* Quoted text
The Engineering Institute – A Collaborative Graduate Education and Research Program


Los Alamos National Laboratory (LANL) and the University of California, San Diego (UCSD) have taken the unprecedented step of creating a collaborative, multi-disciplinary graduate education program and associated research agenda called the Engineering Institute. The technology thrust of the Engineering Institute is damage prognosis, a multidisciplinary engineering science concerned with assessing the current condition and predicting the remaining life of a wide variety of structural systems. The mission of the Engineering Institute is to develop a comprehensive approach for conducting LANL mission-driven, multidisciplinary engineering research and to improve recruiting, revitalization and retention of the current and future staff necessary to support LANL’s nuclear weapons stockpile stewardship responsibilities. The components of the Engineering Institute to be discussed in this paper are 1) the Los Alamos Dynamic Summer School (LADSS), 2) a joint LANL/UCSD degree program with a unique focus in validated simulations, structural health monitoring, and damage prognosis, 3) joint LANL/UCSD research projects, and 4) industry short courses. This program is a possible model for future industry/government interactions with university partners.

(Pointing records for named objects)
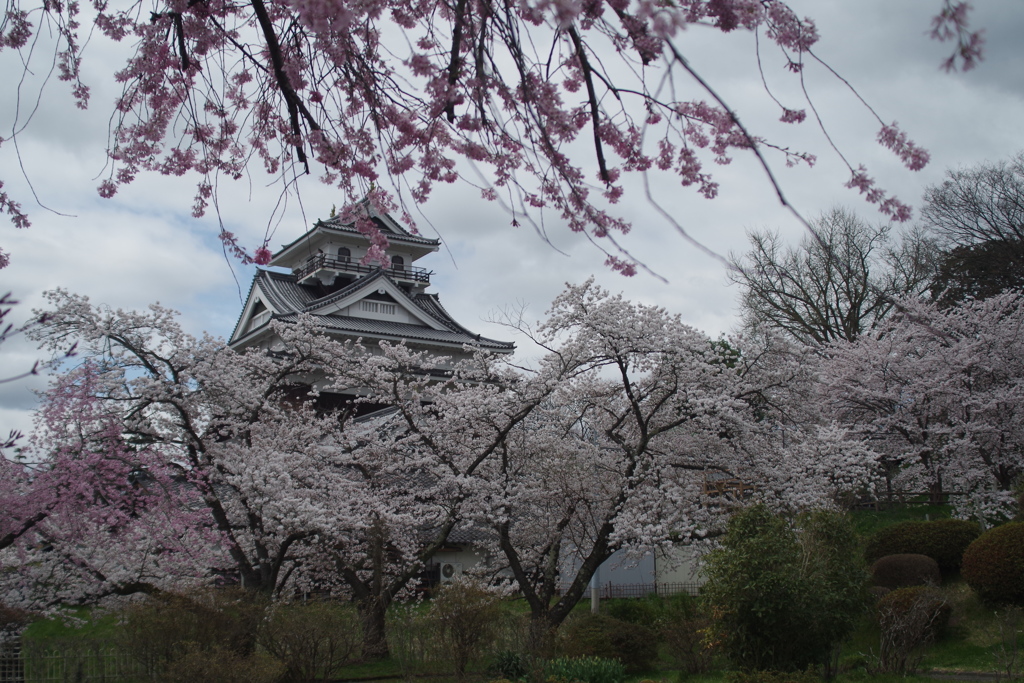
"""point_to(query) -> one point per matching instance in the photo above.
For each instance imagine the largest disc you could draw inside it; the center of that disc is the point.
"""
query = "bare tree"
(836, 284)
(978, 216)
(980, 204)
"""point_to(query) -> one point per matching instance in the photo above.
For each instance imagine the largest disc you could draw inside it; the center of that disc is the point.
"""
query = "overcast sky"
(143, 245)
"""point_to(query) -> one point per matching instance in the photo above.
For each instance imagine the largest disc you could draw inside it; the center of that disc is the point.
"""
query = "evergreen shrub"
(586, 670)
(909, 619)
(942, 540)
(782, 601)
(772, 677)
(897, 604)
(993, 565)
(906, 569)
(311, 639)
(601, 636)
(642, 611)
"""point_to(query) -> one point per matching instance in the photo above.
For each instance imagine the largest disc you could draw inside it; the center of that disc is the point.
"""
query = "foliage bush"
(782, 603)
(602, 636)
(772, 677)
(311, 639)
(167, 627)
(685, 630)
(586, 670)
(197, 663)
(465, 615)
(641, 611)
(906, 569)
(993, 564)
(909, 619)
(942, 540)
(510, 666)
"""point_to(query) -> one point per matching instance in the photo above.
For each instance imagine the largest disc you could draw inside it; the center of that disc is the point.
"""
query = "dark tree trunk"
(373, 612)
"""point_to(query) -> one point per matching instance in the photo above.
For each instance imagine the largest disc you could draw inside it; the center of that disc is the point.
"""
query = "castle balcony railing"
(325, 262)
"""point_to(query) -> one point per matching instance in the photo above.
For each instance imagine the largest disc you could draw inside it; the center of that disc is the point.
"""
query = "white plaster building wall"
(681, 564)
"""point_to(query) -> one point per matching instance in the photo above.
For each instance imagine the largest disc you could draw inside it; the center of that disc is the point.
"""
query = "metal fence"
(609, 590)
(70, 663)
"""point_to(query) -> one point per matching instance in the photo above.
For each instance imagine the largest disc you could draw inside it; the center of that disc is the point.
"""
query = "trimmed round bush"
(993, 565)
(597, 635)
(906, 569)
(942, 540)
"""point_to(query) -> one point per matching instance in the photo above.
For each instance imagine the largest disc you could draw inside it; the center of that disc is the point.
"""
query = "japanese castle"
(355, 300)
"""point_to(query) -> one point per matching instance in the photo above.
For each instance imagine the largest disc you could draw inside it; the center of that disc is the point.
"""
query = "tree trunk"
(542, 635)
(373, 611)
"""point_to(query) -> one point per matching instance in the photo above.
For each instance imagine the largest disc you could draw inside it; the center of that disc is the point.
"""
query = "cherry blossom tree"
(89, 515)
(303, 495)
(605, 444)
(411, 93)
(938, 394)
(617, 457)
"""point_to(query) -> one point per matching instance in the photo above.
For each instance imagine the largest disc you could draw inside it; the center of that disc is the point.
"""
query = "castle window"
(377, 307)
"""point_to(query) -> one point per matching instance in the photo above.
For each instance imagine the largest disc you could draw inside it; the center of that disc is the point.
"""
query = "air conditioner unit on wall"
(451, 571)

* Prompt
Can you pick up the passage on the Engineering Institute after its final sentence and carry it forward? These items have nothing to do with the passage on the Engineering Institute.

* Response to this exercise
Los Alamos National Laboratory (LANL) contributes to national security by ensuring the safely and reliability of the US nuclear stockpile, developing technologies to reduce threats from weapons of mass destruction and by solving problems related to energy, environment, heath, infrastructure and national security. The newly formed Los Alamos Institutes represent a substantial LANL investment dedicated to developing the next generation of scientists and engineers, revitalizing current LANL technical staff and retaining these staff. These Institutes are collaborative efforts with university partners and represent a significant investment of money. When these Institutes are viewed in conjunction with LANL’s wide range of existing critical skills development programs that address K-12, undergraduate and graduate student development, it is evident that LANL has been a leading innovator in addressing technical work force development issues for many years.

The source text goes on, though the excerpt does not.